STUDY QUESTIONS:
1 > In the wall-building problem, how many days does B take to demolish the wall?
2 > Copy out the stretch of the wall-building problem from "A can build a" through "work be completed?".

TEXT SECTION:
● ● ● ● ●
A can build a wall in 25 days and B can demolish the same wall in 80 days and C can build the same wall in 60 days. If they work on consecutive days one after another starting from A on the first day. Then, in how many days will the work be completed?

To solve the problem, we first need to determine the work done by A, B, and C in one day. 1. **Calculate the work done by A in one day:** - A can build the wall in 25 days. - Therefore, the work done by A in one day = 1/25 of the wall. 2. **Calculate the work done by B in one day:** - B can demolish the wall in 80 days. - Therefore, the work done by B in one day = -1/80 of the wall (negative because B is demolishing). 3. **Calculate the work done by C in one day:** - C can build the wall in 60 days. - Therefore, the work done by C in one day = 1/60 of the wall. 4. **Determine the total work done in a 3-day cycle (A, B, C):** - Day 1 (A): Work done = 1/25 - Day 2 (B): Work done = -1/80 - Day 3 (C): Work done = 1/60 - Total work done in 3 days = (1/25) + (-1/80) + (1/60) 5. **Find a common denominator to add the fractions:** - The least common multiple (LCM) of 25, 80, and 60 is 600. - Convert each fraction: - 1/25 = 24/600 - -1/80 = -7.5/600 - 1/60 = 10/600 - Total work done in 3 days = 24/600 - 7.5/600 + 10/600 - = (24 - 7.5 + 10) / 600 - = 26.5 / 600 - = 53/1200 of the wall in 3 days. 6. **Calculate how many cycles are needed to complete the wall:** - To find out how many cycles (3 days) are needed to complete the wall, we need to find how many times 53/1200 fits into 1 (the whole wall). - Number of cycles = 1 / (53/1200) = 1200/53 ≈ 22.64 cycles. 7. **Calculate the total days to complete the wall:** - Each cycle takes 3 days. - Total days = 22 cycles * 3 days/cycle = 66 days. - Since we need to complete the wall, we will consider the remaining work after 22 cycles. 8. **Calculate the remaining work after 66 days:** - Work done in 66 days = 22 cycles * (53/1200) = 1166/1200. - Remaining work = 1 - 1166/1200 = 34/1200 = 17/600. 9. **Determine how many more days are needed to complete the remaining work:** - After 66 days, it will be A's turn again (Day 67). - A's work on Day 67 = 1/25. - Convert 1/25 to the common denominator of 600 = 24/600. - Remaining work = 17/600. - Since A can complete 24/600 in one day, he will finish the remaining work on Day 67. 10. **Final calculation of total days:** - Total days = 66 days (for 22 cycles) + 1 day (to complete the remaining work) = 67 days. Thus, the total number of days required to complete the work is **67 days**.
● ● ● ● ●
ENTRIES PROVIDED:

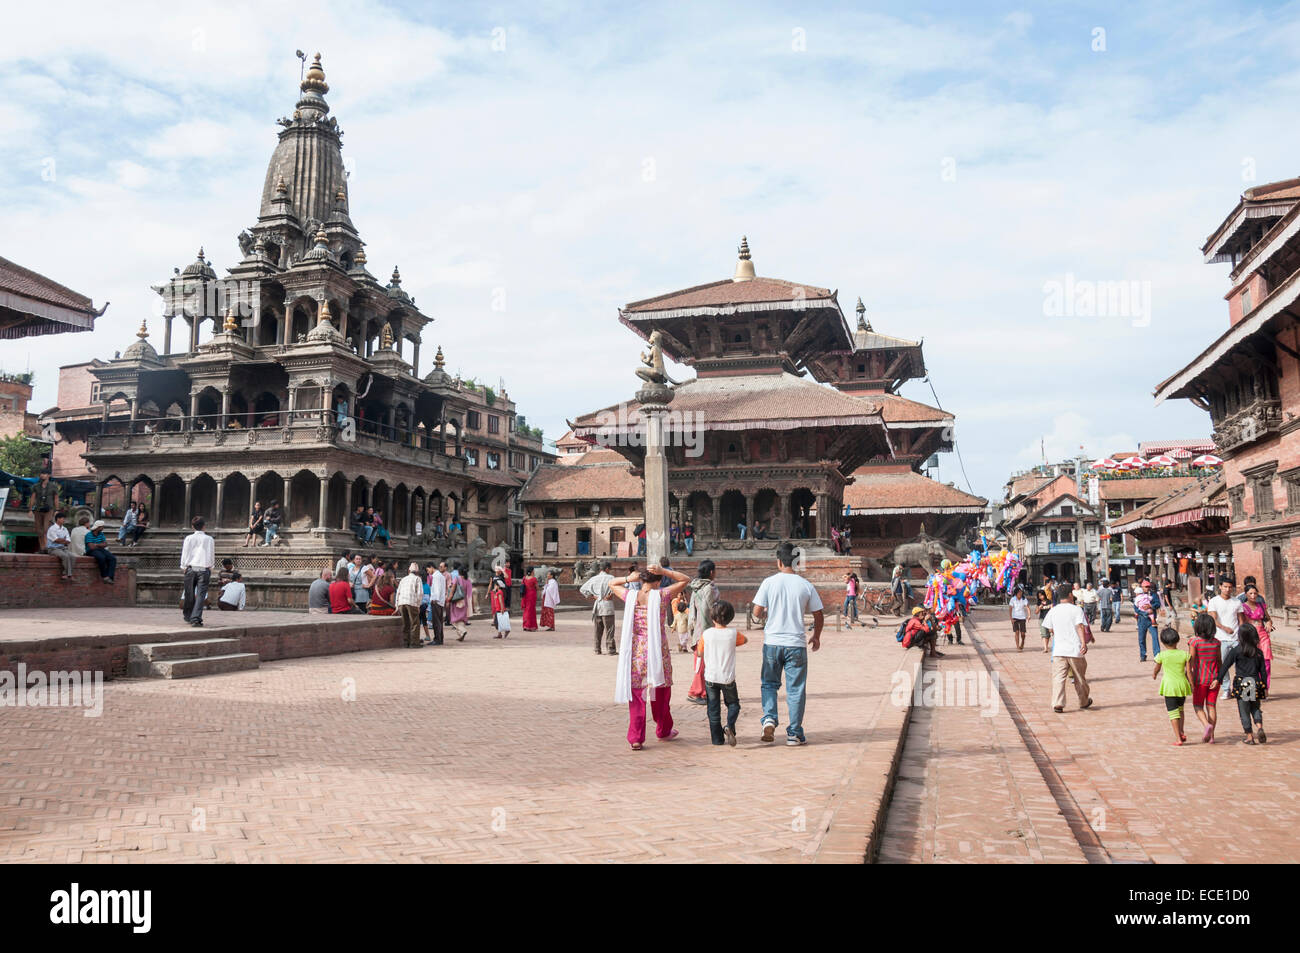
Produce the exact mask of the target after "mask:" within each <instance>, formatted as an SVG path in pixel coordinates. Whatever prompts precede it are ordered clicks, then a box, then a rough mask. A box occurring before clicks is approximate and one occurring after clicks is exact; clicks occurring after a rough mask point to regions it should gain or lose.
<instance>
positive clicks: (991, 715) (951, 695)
mask: <svg viewBox="0 0 1300 953" xmlns="http://www.w3.org/2000/svg"><path fill="white" fill-rule="evenodd" d="M998 684H1000V683H998V677H997V673H996V672H988V671H984V670H978V671H965V672H963V671H961V670H956V668H945V670H943V671H940V670H931V671H928V672H924V673H922V676H920V677H919V679H917V680H915V681H913V677H911V672H910V671H902V670H900V671H897V672H894V673H893V676H891V679H889V701H891V702H893V703H894V705H897V706H900V707H901V706H904V705H907V702H909V701H910V702H911V703H913V705H914V706H917V707H923V709H979V710H980V714H982V715H983V716H984V718H993V716H995V715H997V711H998V703H1000V701H998V699H1000V698H1001V694H1000V693H998Z"/></svg>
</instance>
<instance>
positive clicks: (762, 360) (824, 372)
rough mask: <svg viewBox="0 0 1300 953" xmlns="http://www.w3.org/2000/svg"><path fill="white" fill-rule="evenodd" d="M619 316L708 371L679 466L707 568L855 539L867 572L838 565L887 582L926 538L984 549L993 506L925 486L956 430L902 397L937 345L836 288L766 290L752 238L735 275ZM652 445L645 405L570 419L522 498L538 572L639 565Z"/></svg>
mask: <svg viewBox="0 0 1300 953" xmlns="http://www.w3.org/2000/svg"><path fill="white" fill-rule="evenodd" d="M619 320H620V321H621V322H623V324H624V325H627V326H628V328H629V329H632V330H633V332H636V333H637V334H638V335H640V337H641V338H643V339H645V341H647V342H650V343H656V345H658V346H659V347H660V348H662V351H663V354H664V355H667V356H668V358H671V359H672V360H675V361H677V363H680V364H685V365H686V367H689V368H692V369H693V371H694V372H695V376H694V377H693V378H692V380H688V381H682V382H680V384H677V386H676V387H673V394H675V397H673V399H672V403H671V407H669V439H668V441H667V442H668V447H667V455H668V488H669V511H671V515H672V519H673V521H675V523H676V525H677V527H679V529H684V528H685V527H686V525H688V524H689V525H690V527H692V529H693V533H694V543H693V545H694V553H695V555H697V556H699V555H711V556H714V558H718V556H719V555H720V554H725V555H727V558H728V559H732V560H735V559H742V558H750V556H753V558H754V559H755V560H758V562H762V566H763V567H764V568H766V567H767V566H768V563H770V560H771V550H775V547H776V546H777V543H779V541H780V540H787V538H794V540H803V541H806V542H805V543H803V545H805V546H806V549H807V551H809V553H810V554H816V555H820V556H832V555H833V550H832V546H831V541H832V534H836V536H837V534H839V533H840V532H842V530H844V529H845V528H848V529H849V530H850V537H852V541H853V542H852V546H853V559H852V562H844V560H840V562H837V563H835V566H836V568H839V567H841V566H849V567H850V568H857V569H858V571H859V572H861V573H865V576H866V577H874V579H883V577H885V575H887V571H885V569H884V568H883V567H881V566H880V560H881V559H888V556H889V554H891V553H892V551H893V549H894V546H897V545H898V543H901V542H910V541H913V540H915V538H917V537H918V534H920V532H922V529H923V528H924V532H926V534H927V536H932V537H935V538H939V540H941V541H944V542H946V543H948V545H949V546H953V547H956V546H957V545H958V543H962V542H970V541H971V540H972V538H974V532H972V530H974V528H975V525H976V523H978V520H979V517H980V514H982V512H983V511H984V506H985V502H987V501H984V499H983V498H980V497H975V495H971V494H967V493H963V491H961V490H957V489H956V488H954V486H952V485H944V484H940V482H937V481H933V480H930V478H928V477H926V476H923V475H922V472H920V469H922V467H923V464H924V463H926V462H927V460H928V459H930V456H931V455H932V454H935V452H939V451H945V450H952V447H953V433H952V430H953V416H952V415H950V413H948V412H945V411H943V410H939V408H936V407H930V406H927V404H923V403H918V402H915V400H910V399H907V398H905V397H902V395H900V394H898V393H897V390H898V387H900V386H901V385H902V384H905V382H906V381H909V380H914V378H919V377H924V374H926V365H924V358H923V354H922V345H920V343H919V342H915V341H906V339H902V338H894V337H889V335H885V334H880V333H878V332H875V330H874V329H872V326H871V325H870V322H867V320H866V315H865V307H863V306H862V303H861V300H859V302H858V306H857V328H855V329H850V326H849V322H848V321H846V320H845V316H844V312H842V311H841V308H840V303H839V300H837V294H836V293H835V291H832V290H829V289H826V287H819V286H815V285H807V283H798V282H793V281H785V280H780V278H768V277H762V276H759V274H758V273H757V270H755V265H754V261H753V257H751V254H750V250H749V244H748V241H742V242H741V246H740V254H738V260H737V263H736V270H735V274H733V276H732V277H731V278H724V280H722V281H712V282H708V283H703V285H695V286H693V287H688V289H684V290H680V291H671V293H668V294H662V295H656V296H654V298H646V299H642V300H636V302H632V303H630V304H627V306H625V307H623V308H620V311H619ZM642 443H643V421H642V420H641V419H640V415H638V404H637V403H636V400H627V402H624V403H620V404H611V406H608V407H606V408H603V410H599V411H593V412H589V413H584V415H581V416H578V417H577V419H576V420H573V421H572V433H571V434H567V436H565V438H564V439H562V441H560V442H559V445H558V446H559V450H560V456H559V459H558V460H556V462H555V463H554V464H549V465H545V467H542V468H539V469H538V472H537V473H534V475H533V476H532V478H530V481H529V484H528V485H526V486H525V489H524V490H523V493H521V501H523V503H524V506H525V510H526V511H528V525H529V530H528V540H529V556H530V558H533V559H537V560H549V562H552V563H559V562H563V560H572V559H575V558H578V559H584V558H588V556H597V558H598V556H607V555H619V554H625V553H629V551H632V553H634V551H636V541H634V538H633V533H634V530H636V528H637V524H638V523H640V514H641V510H640V499H636V501H633V499H632V497H633V488H634V486H638V485H640V476H641V472H640V471H641V467H642V463H643V452H645V451H643V446H642ZM636 495H637V497H640V493H636ZM755 537H757V538H755ZM828 567H829V564H828Z"/></svg>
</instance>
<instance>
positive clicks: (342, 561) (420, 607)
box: [307, 550, 473, 647]
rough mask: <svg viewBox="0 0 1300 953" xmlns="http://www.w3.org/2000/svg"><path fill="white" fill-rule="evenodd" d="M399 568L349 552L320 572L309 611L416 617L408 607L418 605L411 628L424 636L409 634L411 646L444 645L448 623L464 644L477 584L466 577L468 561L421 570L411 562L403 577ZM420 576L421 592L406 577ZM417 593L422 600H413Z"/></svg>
mask: <svg viewBox="0 0 1300 953" xmlns="http://www.w3.org/2000/svg"><path fill="white" fill-rule="evenodd" d="M399 568H400V567H399V564H398V562H396V560H395V559H381V558H380V556H376V555H370V556H367V555H364V554H361V553H352V551H351V550H344V551H343V554H342V555H341V556H339V559H338V562H337V563H335V564H334V567H333V568H331V569H330V568H325V569H321V572H320V576H318V577H317V579H316V581H313V582H312V585H311V588H309V589H308V592H307V611H308V612H309V614H316V615H326V614H335V615H338V614H346V612H363V614H365V615H402V616H403V618H406V616H407V615H411V614H408V612H406V611H403V607H411V606H415V607H417V608H419V612H417V614H413V619H412V623H415V624H412V627H411V628H412V629H415V628H419V631H420V633H421V634H420V637H419V638H415V637H413V636H412V634H411V633H409V632H408V638H407V645H408V646H409V647H419V646H420V645H442V633H443V627H445V625H451V627H452V628H455V629H456V632H458V633H459V641H464V638H465V634H467V632H468V627H469V614H471V611H472V605H471V603H472V599H473V584H472V581H471V580H469V576H468V575H467V573H465V567H464V564H463V563H452V564H451V567H450V568H448V567H447V562H446V560H442V562H439V563H438V564H437V566H434V564H433V563H426V564H425V566H424V569H422V571H421V568H420V566H419V564H417V563H411V564H409V566H408V567H407V572H406V573H404V575H403V576H402V577H400V579H399V575H398V573H399ZM411 575H415V576H417V577H419V592H417V593H416V592H415V589H413V586H415V584H413V582H408V581H407V576H411ZM415 594H417V595H419V598H417V599H413V595H415Z"/></svg>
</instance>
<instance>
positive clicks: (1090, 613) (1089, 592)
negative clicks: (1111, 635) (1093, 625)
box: [1075, 582, 1101, 625]
mask: <svg viewBox="0 0 1300 953" xmlns="http://www.w3.org/2000/svg"><path fill="white" fill-rule="evenodd" d="M1075 597H1076V598H1078V601H1079V603H1078V605H1079V608H1082V610H1083V618H1084V619H1086V620H1087V623H1088V625H1092V624H1093V623H1095V621H1097V606H1099V605H1100V603H1101V595H1100V594H1099V593H1097V590H1096V589H1093V588H1092V582H1088V585H1087V586H1084V588H1083V589H1078V590H1075Z"/></svg>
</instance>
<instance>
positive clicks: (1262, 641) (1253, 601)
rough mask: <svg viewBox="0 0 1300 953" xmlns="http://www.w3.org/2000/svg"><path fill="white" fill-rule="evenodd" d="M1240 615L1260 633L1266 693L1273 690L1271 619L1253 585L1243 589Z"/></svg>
mask: <svg viewBox="0 0 1300 953" xmlns="http://www.w3.org/2000/svg"><path fill="white" fill-rule="evenodd" d="M1242 614H1243V615H1244V616H1245V620H1247V621H1248V623H1251V624H1252V625H1255V629H1256V632H1258V633H1260V653H1261V654H1262V655H1264V690H1265V692H1268V690H1269V689H1270V688H1273V685H1271V684H1270V683H1271V681H1273V638H1271V637H1270V636H1269V633H1270V632H1273V618H1271V616H1270V615H1269V607H1268V606H1265V605H1264V599H1261V598H1260V590H1258V589H1257V588H1256V586H1253V585H1251V586H1247V588H1245V601H1244V602H1242Z"/></svg>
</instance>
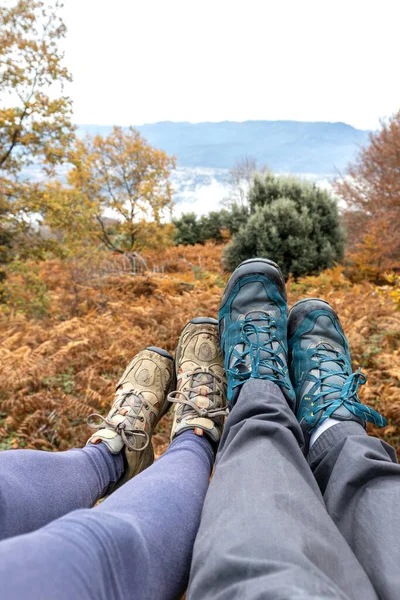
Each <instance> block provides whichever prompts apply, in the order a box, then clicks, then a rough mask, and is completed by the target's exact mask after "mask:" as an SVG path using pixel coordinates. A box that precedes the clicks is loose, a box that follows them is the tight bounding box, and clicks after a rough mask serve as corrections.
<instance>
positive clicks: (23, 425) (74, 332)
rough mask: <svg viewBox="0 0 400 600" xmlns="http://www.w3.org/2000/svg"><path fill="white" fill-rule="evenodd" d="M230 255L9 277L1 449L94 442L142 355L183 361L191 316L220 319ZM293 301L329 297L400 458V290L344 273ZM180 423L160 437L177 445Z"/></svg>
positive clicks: (57, 446) (86, 264) (354, 362)
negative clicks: (141, 355)
mask: <svg viewBox="0 0 400 600" xmlns="http://www.w3.org/2000/svg"><path fill="white" fill-rule="evenodd" d="M220 254H221V247H220V246H215V245H213V244H207V245H205V246H193V247H178V248H171V249H169V250H167V251H165V252H164V253H163V254H162V255H159V254H157V253H153V254H147V255H146V259H147V262H148V265H149V267H150V271H149V272H147V273H144V274H139V275H136V276H134V275H132V274H130V273H129V272H128V271H127V270H126V269H125V267H124V265H122V264H121V263H120V262H118V260H117V259H110V258H109V256H107V257H105V258H104V257H100V258H99V257H97V258H96V259H93V258H92V259H90V260H89V259H85V260H83V259H79V260H78V259H76V260H71V261H70V262H69V263H61V262H59V261H56V260H54V261H47V262H43V263H41V264H40V266H39V267H38V271H35V269H34V268H33V265H32V268H30V269H27V270H26V269H25V270H21V271H17V272H14V273H12V274H10V276H9V277H10V278H9V284H10V285H11V287H10V289H11V292H12V294H11V301H10V305H9V308H8V309H7V311H4V310H3V312H1V311H0V447H1V448H3V449H5V448H10V447H13V448H18V447H28V448H39V449H40V448H42V449H48V450H53V449H56V450H65V449H67V448H70V447H73V446H80V445H82V444H84V443H85V441H86V439H87V437H88V435H90V431H91V430H89V429H88V428H87V426H86V417H87V415H88V414H90V413H91V412H96V411H101V412H103V413H105V412H106V411H107V410H108V406H109V403H110V400H111V398H112V396H113V390H114V386H115V383H116V381H117V379H118V377H119V376H120V374H121V373H122V371H123V370H124V368H125V366H126V363H127V362H128V361H129V360H130V359H131V358H132V356H133V355H134V354H135V353H136V352H138V351H139V350H140V349H141V348H143V347H145V346H148V345H157V346H161V347H163V348H165V349H166V350H169V351H170V352H173V351H174V349H175V346H176V343H177V340H178V337H179V334H180V331H181V329H182V327H183V326H184V325H185V323H186V322H187V321H188V320H189V319H190V318H192V317H195V316H199V315H207V316H216V315H217V311H218V306H219V302H220V298H221V294H222V291H223V288H224V286H225V283H226V281H227V279H228V276H227V275H226V274H224V273H223V272H222V270H221V267H220ZM288 288H289V303H290V305H292V304H293V303H294V302H295V301H297V300H298V299H300V298H301V297H306V296H311V297H315V296H320V297H322V298H324V299H326V300H328V301H329V302H330V303H331V304H332V305H333V307H334V308H335V309H336V310H337V311H338V312H339V314H340V317H341V320H342V324H343V326H344V329H345V332H346V333H347V335H348V338H349V342H350V346H351V349H352V354H353V364H354V367H358V366H361V367H362V368H363V370H364V372H365V373H366V374H367V375H368V377H369V383H368V384H367V385H366V386H364V389H362V390H361V397H362V399H363V400H364V401H365V402H368V403H370V404H371V405H372V406H374V407H375V408H377V409H378V410H381V411H382V412H383V414H384V415H385V416H386V417H387V418H388V426H387V427H386V428H385V429H384V430H380V431H379V430H377V431H376V433H377V434H378V435H380V436H382V437H384V438H385V439H386V440H387V441H389V442H390V443H393V444H394V445H395V447H396V449H397V450H400V426H399V419H400V387H399V380H400V312H399V310H398V309H399V300H398V296H397V297H396V293H394V291H393V290H394V288H393V287H392V286H389V285H388V286H382V287H379V288H377V287H374V286H372V285H371V284H369V283H366V282H362V283H359V284H356V285H354V284H352V283H351V282H350V281H349V280H347V279H346V278H345V277H344V275H343V273H342V270H341V268H340V267H338V268H336V269H334V270H331V271H326V272H324V273H322V274H321V275H320V276H319V277H308V278H305V279H303V280H300V281H299V282H297V283H294V282H289V286H288ZM170 422H171V421H170V416H168V415H167V416H166V417H165V418H164V419H163V421H162V423H161V424H160V426H159V428H158V432H157V434H156V436H155V438H154V442H155V449H156V453H157V454H160V453H162V452H163V451H164V450H165V449H166V447H167V445H168V435H169V426H170Z"/></svg>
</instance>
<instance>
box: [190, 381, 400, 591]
mask: <svg viewBox="0 0 400 600" xmlns="http://www.w3.org/2000/svg"><path fill="white" fill-rule="evenodd" d="M302 445H303V435H302V432H301V429H300V427H299V425H298V423H297V421H296V418H295V417H294V414H293V412H292V411H291V410H290V408H289V406H288V404H287V402H286V400H285V399H284V397H283V395H282V393H281V391H280V389H279V388H278V387H277V386H276V385H274V384H272V383H269V382H265V381H262V380H250V381H248V382H247V383H246V384H245V385H244V386H243V388H242V391H241V393H240V396H239V399H238V402H237V404H236V405H235V407H234V408H233V410H232V412H231V415H230V416H229V418H228V419H227V423H226V427H225V431H224V434H223V438H222V442H221V445H220V449H219V452H218V455H217V462H216V468H215V473H214V477H213V479H212V482H211V485H210V487H209V490H208V492H207V495H206V500H205V504H204V508H203V513H202V518H201V524H200V529H199V532H198V535H197V538H196V542H195V547H194V555H193V561H192V568H191V577H190V584H189V592H188V599H189V600H208V599H209V600H211V599H212V600H225V599H226V600H235V599H238V600H258V599H259V600H261V599H262V600H278V599H279V600H300V599H301V600H312V599H317V598H318V599H322V598H324V599H325V598H335V599H336V598H340V599H346V600H348V599H352V600H372V599H374V600H376V599H377V598H380V599H381V600H399V598H400V516H399V507H400V466H399V465H398V464H397V461H396V456H395V453H394V450H393V449H392V448H391V447H390V446H388V445H387V444H386V443H384V442H382V441H381V440H379V439H376V438H373V437H369V436H368V435H367V434H366V433H365V431H364V430H363V428H362V427H361V426H360V425H358V424H356V423H353V422H345V423H338V424H337V425H334V426H333V427H331V428H330V429H328V430H327V431H326V432H324V433H323V434H322V435H321V436H320V437H319V438H318V440H317V441H316V443H315V444H314V446H313V447H312V449H311V452H310V454H309V456H308V457H307V458H305V457H304V455H303V453H302V451H301V449H300V448H301V446H302Z"/></svg>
● ● ● ● ●
OUTPUTS IN ORDER:
1 > 80 days

2 >
A can build a wall in 25 days and B can demolish the same wall in 80 days and C can build the same wall in 60 days. If they work on consecutive days one after another starting from A on the first day. Then, in how many days will the work be completed?